● **REQUISITOS DA TAREFA**
Transcreva fielmente a parte do texto sobre desenhar e conversar consigo mesmo que vai de "Tag You're It" a "princípio de desenhar.".

● **TRECHO DA PÁGINA**

Tag You're It - Melanie Martinez


Nós conversamos com nós mesmos o tempo todo! Seja em voz alta ou somente no eco de nossa cabeça. Porque 24h por dia, somos nós com nós. A irrevogável companhia. Por isso a gente dialoga o tempo inteiro, até briga, até consola, até elogia por um feito acima da média. Não é interessante que muitas pessoas tenham dificuldade em dialogar com outras pessoas ou passar uma ideia? Não tem segredo. É o mesmo princípio de desenhar.

Essa evolução é da artista Pixel.Yuu cujo traço e trampo é maravilhoso.


Quanto mais você desenha, mais fácil fica pra desenhar e melhor o desenho sai. Imaginar lindas paisagens e não conseguir passá-las para o papel é uma frustração pela qual a maioria de nós já passou na infância. Afinal, tá nítido na nossa cabeça - ou acreditamos que esteja -. Spoiler alerta; na verdade não existe nada de nítido na nossa cabeça. Nossos pensamentos passam por fluxos neurais e o mais normal é que vários estejam funcionando simultaneamente, causando certa nebulosidade em cada uma das coisas individuais que pensamos. Quando está calor como têm estado nos últimos dias, um dos meus fluxos ativos mais recorrentes é o pensamento de que eu preciso tomar um banho, e isso fica no fundo da minha cabeça durante o dia todo - mesmo que eu já tenha tomado banho.

Calor demais irmão, sem condições.

● **REGISTROS DE DADOS**

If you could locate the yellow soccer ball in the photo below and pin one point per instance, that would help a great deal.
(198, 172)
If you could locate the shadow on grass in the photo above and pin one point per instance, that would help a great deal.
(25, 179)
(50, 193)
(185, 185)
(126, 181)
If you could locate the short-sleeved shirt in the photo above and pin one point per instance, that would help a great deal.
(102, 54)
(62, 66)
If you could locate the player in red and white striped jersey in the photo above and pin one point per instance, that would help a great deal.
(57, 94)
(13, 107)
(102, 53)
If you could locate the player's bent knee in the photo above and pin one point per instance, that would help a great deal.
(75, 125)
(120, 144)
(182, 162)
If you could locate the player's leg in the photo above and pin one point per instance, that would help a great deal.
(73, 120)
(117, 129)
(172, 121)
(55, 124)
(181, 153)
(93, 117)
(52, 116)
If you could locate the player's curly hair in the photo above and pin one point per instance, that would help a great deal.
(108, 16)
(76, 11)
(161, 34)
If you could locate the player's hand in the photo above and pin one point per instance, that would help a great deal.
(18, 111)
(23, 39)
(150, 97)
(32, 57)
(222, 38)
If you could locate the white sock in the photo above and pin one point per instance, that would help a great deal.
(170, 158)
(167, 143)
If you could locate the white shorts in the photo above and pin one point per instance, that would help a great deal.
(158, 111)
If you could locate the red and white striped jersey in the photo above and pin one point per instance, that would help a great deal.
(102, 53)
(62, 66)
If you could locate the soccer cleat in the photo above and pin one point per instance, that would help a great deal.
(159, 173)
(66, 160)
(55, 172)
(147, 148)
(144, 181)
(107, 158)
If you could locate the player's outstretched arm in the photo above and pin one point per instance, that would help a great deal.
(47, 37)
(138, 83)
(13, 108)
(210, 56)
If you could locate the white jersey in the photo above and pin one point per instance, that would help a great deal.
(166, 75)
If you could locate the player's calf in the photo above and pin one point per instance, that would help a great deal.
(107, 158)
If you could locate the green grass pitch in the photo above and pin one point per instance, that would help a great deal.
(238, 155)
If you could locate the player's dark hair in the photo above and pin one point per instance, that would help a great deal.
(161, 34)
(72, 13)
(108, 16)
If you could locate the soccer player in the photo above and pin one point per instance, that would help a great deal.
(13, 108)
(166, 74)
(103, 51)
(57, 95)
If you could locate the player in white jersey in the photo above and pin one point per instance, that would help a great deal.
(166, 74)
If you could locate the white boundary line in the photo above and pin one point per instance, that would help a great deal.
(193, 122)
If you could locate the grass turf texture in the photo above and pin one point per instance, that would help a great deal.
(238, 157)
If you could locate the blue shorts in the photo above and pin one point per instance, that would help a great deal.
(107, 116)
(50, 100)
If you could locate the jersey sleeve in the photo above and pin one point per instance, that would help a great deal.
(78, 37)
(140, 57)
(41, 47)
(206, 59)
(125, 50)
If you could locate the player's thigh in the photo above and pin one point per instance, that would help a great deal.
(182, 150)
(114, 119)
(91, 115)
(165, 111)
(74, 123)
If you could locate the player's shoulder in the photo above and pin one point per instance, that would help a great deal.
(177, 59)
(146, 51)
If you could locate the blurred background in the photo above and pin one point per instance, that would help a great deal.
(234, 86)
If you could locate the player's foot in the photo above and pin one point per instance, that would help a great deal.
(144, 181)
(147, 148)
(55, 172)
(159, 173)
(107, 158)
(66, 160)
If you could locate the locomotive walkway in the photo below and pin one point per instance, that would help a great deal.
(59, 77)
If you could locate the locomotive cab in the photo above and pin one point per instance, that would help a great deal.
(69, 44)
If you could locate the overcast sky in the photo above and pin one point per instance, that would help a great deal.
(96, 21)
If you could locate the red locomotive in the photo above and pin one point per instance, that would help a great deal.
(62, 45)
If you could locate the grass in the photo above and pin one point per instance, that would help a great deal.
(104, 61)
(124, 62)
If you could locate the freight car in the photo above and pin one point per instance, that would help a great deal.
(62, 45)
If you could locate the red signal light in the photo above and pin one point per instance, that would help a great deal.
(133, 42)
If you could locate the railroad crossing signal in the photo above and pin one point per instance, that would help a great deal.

● **A SOLUÇÃO**
Tag You're It - Melanie Martinez


Nós conversamos com nós mesmos o tempo todo! Seja em voz alta ou somente no eco de nossa cabeça. Porque 24h por dia, somos nós com nós. A irrevogável companhia. Por isso a gente dialoga o tempo inteiro, até briga, até consola, até elogia por um feito acima da média. Não é interessante que muitas pessoas tenham dificuldade em dialogar com outras pessoas ou passar uma ideia? Não tem segredo. É o mesmo princípio de desenhar.